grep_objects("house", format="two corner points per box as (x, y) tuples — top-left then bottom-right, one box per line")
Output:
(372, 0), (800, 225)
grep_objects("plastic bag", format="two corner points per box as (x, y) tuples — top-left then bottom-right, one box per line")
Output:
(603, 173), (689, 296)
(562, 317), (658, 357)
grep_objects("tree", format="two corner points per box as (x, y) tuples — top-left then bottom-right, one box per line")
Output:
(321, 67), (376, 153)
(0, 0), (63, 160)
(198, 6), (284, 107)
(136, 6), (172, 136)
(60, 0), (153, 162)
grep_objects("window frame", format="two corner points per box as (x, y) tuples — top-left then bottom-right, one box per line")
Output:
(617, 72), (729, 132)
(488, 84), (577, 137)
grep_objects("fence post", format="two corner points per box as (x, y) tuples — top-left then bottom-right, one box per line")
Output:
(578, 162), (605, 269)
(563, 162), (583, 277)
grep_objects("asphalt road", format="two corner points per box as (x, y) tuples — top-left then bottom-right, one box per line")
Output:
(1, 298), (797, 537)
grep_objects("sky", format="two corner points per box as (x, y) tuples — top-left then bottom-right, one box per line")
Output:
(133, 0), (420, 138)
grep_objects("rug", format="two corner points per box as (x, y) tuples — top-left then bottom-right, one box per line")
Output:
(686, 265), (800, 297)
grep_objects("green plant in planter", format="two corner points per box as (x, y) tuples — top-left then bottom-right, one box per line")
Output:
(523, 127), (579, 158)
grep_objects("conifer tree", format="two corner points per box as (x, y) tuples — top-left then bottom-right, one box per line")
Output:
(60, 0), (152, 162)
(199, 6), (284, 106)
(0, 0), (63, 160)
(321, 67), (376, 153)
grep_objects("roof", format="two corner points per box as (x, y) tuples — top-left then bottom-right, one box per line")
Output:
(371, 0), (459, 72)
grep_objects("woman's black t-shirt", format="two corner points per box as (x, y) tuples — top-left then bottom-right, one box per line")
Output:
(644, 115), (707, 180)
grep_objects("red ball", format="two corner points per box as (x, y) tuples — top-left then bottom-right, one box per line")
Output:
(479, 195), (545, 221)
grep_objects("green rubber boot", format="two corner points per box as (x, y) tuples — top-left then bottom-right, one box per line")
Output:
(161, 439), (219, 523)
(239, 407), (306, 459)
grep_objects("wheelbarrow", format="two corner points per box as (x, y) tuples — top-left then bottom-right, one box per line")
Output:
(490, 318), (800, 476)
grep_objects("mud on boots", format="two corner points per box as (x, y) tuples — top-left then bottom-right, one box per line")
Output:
----
Work instructions: Report every line of the data in which "green" appears.

Answer box:
grep_objects("green plant in planter", format="two corner points per box as (x, y) tuples — top-left then bottom-right, one box per line")
grep_objects("green rubber boot", format="two corner points per box as (x, y) tuples — top-left then bottom-right, one box per line")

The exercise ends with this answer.